**Your goal**
Once you have read the entries below, repeat all of them exactly.

_ _ _ _ _

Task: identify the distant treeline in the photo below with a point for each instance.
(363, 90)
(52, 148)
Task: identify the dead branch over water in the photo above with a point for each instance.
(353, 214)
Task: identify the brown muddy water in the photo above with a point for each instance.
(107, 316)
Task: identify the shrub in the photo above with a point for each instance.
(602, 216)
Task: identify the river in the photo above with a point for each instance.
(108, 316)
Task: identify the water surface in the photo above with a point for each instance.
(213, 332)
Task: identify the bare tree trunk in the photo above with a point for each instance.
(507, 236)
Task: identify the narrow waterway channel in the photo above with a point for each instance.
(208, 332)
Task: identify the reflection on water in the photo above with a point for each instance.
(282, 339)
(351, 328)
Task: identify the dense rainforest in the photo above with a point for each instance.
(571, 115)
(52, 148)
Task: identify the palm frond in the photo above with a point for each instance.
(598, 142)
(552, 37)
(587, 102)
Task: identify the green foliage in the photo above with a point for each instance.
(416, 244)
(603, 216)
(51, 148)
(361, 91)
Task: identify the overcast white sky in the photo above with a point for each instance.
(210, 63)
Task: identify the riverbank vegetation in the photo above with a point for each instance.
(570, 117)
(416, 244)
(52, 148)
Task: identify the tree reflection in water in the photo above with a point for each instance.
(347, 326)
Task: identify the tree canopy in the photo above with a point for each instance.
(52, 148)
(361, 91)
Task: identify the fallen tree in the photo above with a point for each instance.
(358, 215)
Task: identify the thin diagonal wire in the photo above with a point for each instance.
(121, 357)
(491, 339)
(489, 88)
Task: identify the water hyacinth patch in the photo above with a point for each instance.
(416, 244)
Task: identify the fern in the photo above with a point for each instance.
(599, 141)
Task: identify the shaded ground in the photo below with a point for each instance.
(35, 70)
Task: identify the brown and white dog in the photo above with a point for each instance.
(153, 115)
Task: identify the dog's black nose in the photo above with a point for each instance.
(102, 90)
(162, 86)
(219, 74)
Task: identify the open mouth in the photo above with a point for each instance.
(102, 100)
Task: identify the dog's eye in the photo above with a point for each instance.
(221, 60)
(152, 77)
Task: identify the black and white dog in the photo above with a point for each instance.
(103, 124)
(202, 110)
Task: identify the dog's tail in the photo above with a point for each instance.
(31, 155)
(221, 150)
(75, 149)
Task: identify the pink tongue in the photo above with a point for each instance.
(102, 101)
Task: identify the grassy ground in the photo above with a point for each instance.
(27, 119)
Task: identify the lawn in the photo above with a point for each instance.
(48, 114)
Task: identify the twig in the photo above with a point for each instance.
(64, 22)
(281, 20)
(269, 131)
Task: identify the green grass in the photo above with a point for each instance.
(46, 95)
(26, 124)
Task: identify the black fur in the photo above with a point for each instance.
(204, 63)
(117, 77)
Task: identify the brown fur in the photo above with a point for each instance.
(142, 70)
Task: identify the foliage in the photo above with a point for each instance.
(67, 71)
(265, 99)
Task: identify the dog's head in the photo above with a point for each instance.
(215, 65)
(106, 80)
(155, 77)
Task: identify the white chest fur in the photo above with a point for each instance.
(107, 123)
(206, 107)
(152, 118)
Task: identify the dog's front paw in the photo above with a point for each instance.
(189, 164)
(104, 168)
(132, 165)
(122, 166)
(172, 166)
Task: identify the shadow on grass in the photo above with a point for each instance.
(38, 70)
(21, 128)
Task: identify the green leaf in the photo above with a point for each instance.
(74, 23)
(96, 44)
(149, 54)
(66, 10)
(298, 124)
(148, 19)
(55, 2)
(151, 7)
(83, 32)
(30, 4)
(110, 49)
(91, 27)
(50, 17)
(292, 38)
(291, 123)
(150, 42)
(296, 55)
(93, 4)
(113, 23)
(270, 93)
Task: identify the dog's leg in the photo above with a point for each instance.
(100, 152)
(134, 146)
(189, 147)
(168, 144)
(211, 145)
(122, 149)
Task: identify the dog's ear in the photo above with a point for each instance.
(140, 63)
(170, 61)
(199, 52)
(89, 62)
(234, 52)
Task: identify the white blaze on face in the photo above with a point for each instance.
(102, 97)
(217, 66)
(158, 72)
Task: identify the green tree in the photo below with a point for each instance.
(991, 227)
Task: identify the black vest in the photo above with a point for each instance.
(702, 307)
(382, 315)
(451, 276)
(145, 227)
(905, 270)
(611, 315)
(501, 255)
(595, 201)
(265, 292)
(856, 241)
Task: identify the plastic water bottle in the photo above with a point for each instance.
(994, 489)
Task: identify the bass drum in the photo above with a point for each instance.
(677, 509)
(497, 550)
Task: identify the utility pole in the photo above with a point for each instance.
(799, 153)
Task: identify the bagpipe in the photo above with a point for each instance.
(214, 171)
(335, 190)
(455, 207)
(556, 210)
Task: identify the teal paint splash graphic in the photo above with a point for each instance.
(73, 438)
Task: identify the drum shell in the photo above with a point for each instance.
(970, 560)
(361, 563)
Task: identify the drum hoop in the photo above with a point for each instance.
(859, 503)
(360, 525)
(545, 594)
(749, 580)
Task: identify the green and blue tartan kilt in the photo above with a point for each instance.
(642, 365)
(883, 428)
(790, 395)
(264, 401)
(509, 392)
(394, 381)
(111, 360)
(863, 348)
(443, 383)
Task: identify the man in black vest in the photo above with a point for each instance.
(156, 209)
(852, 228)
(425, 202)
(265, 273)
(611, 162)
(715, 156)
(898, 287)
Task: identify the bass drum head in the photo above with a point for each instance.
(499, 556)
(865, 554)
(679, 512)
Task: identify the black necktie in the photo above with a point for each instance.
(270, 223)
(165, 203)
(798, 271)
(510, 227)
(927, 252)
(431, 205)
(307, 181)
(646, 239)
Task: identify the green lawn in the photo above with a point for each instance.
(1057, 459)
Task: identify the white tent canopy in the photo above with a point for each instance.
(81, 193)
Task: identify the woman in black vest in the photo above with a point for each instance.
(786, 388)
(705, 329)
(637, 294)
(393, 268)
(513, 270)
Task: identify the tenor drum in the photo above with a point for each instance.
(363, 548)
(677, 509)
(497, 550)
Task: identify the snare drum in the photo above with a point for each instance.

_ _ _ _ _

**Response**
Task: identify the distant treeline in the photo below with a point for each instance.
(363, 90)
(52, 148)
Task: identify the dead branch over water in the photo above with a point for each instance.
(353, 214)
Task: identify the brown muddy water in the photo above with a point for each instance.
(107, 316)
Task: identify the shrub in the photo above with a point for each instance.
(602, 216)
Task: identify the river in the photo above with a point for each instance.
(108, 316)
Task: identify the water surface in the photo above with a point for each instance.
(213, 332)
Task: identify the bare tree trunk in the photo above with a point for each instance.
(507, 236)
Task: identify the narrow waterway channel in the photo above with a point for each instance.
(208, 332)
Task: identify the reflection on water in the photo above with a point for each instance.
(282, 339)
(351, 328)
Task: identify the dense rainforest in the photo above with a point for each instance.
(571, 115)
(52, 148)
Task: identify the palm frond in the photo above with a point for each instance.
(598, 142)
(552, 37)
(587, 102)
Task: identify the green foliage in the photo above with a point for each instance.
(416, 244)
(603, 216)
(51, 148)
(361, 91)
Task: identify the overcast white sky in the photo above with a point for each instance.
(210, 63)
Task: identify the riverbank vegetation in the photo above with a point for each instance.
(570, 117)
(416, 244)
(52, 148)
Task: identify the tree reflection in water in the photo above with a point for each instance.
(347, 326)
Task: identify the tree canopy in the photo above with a point for each instance.
(52, 148)
(361, 91)
Task: identify the fallen tree in the photo above with a point for each instance.
(358, 215)
Task: identify the thin diagonal wire in the photo above with a point for each instance.
(121, 357)
(491, 339)
(489, 88)
Task: identify the water hyacinth patch in the photo above with a point for each instance.
(416, 244)
Task: identify the fern in the photo above with a point for each instance.
(599, 141)
Task: identify the shaded ground in the photo below with a point for each instance.
(35, 70)
Task: identify the brown and white dog in the photo above with a point for each instance.
(153, 115)
Task: identify the dog's black nose in the photo above with a point for each instance.
(102, 90)
(162, 86)
(219, 74)
Task: identify the open mouth in the photo above with a point for each instance.
(102, 100)
Task: identify the dog's eye in the photo above with a point for each instance.
(221, 60)
(152, 77)
Task: identify the black and white dog in the photo above with a point for each instance.
(103, 124)
(202, 110)
Task: identify the dog's tail in the photo above with a point for each instance.
(31, 155)
(221, 150)
(75, 149)
Task: identify the pink tongue in the photo above with a point for each instance.
(102, 101)
Task: identify the grassy ground in the photo above with a point for each instance.
(27, 119)
Task: identify the lawn in the photo above with a point for each instance.
(48, 114)
Task: identify the twig in the photo above with a point for each instance.
(64, 22)
(281, 20)
(269, 131)
Task: identify the green grass in the photo above with a point for each instance.
(46, 95)
(26, 124)
Task: identify the black fur in the photo above with a point for each instance.
(204, 63)
(117, 77)
Task: identify the brown fur in the photo above with a point for each instance.
(142, 70)
Task: identify the foliage in the photo above with a point for each instance.
(67, 71)
(265, 99)
Task: identify the dog's head in the photo above with a point for each instance.
(215, 65)
(106, 80)
(155, 77)
Task: identify the white chest fur in the photo above with a point for each instance.
(107, 123)
(206, 107)
(152, 118)
Task: identify the dog's front paw in the photo above with a point for each instance.
(189, 164)
(104, 168)
(132, 165)
(122, 166)
(172, 166)
Task: identify the shadow on grass in the photo above with a point for each instance.
(38, 70)
(21, 128)
Task: identify the green leaf in the photo above with a point for each instance.
(74, 23)
(96, 44)
(149, 54)
(66, 10)
(298, 124)
(148, 19)
(55, 2)
(151, 7)
(83, 32)
(30, 4)
(110, 49)
(91, 27)
(50, 17)
(292, 38)
(291, 123)
(150, 42)
(296, 55)
(93, 4)
(113, 23)
(270, 93)
Task: identify the dog's leg in the photo above with a point for each instance.
(100, 152)
(134, 146)
(189, 147)
(168, 144)
(211, 145)
(122, 149)
Task: identify the dog's ear in the photo above with a point for each instance.
(140, 63)
(170, 61)
(199, 52)
(89, 62)
(234, 52)
Task: identify the white blaze on face in the photo above with a point for each instance.
(102, 97)
(217, 66)
(158, 72)
Task: identify the green tree in the photo below with a point for each instance.
(991, 227)
Task: identify the black vest in the photo above with a point for each instance.
(702, 307)
(382, 315)
(451, 276)
(145, 227)
(905, 270)
(611, 315)
(501, 255)
(595, 201)
(265, 292)
(856, 241)
Task: identify the plastic water bottle in the photo above with a point for each instance.
(994, 489)
Task: identify the bass drum in the photo above with a point for each instance.
(677, 509)
(497, 550)
Task: identify the utility pole in the photo above with a point for each instance.
(799, 153)
Task: identify the bagpipe in the photo above with a point for each instance.
(214, 171)
(335, 190)
(455, 207)
(556, 210)
Task: identify the teal paint splash graphic in the photo above with a point for each instance.
(73, 438)
Task: identify the drum shell in the photo above with a point for each instance.
(970, 560)
(361, 563)
Task: identify the drum hoop in the photo above with a point for each instance.
(859, 503)
(360, 525)
(545, 594)
(749, 580)
Task: identify the green and blue tartan kilt in the photo above with a point for each instance.
(642, 365)
(883, 428)
(790, 395)
(264, 401)
(509, 392)
(394, 381)
(111, 360)
(863, 348)
(443, 383)
Task: identify the man in black vest in the photo above with a point for each instance.
(156, 209)
(852, 228)
(425, 202)
(265, 273)
(611, 162)
(715, 156)
(898, 287)
Task: identify the bass drum head in the photo above with a point for each instance.
(499, 556)
(865, 554)
(679, 512)
Task: identify the black necktie in the photo above with a point for each instance.
(270, 223)
(165, 203)
(798, 271)
(510, 227)
(927, 252)
(431, 205)
(307, 181)
(646, 239)
Task: identify the green lawn in the photo above with a point for each instance.
(1057, 459)
Task: identify the white tent canopy in the photo above with a point for each instance.
(81, 193)
Task: identify the woman in black vest in the photo above with a point for each instance.
(786, 388)
(705, 329)
(637, 294)
(393, 268)
(513, 270)
Task: identify the tenor drum in the photo above with a point for each instance.
(363, 548)
(677, 509)
(497, 550)
Task: identify the snare drum in the photo above with a point for each instance.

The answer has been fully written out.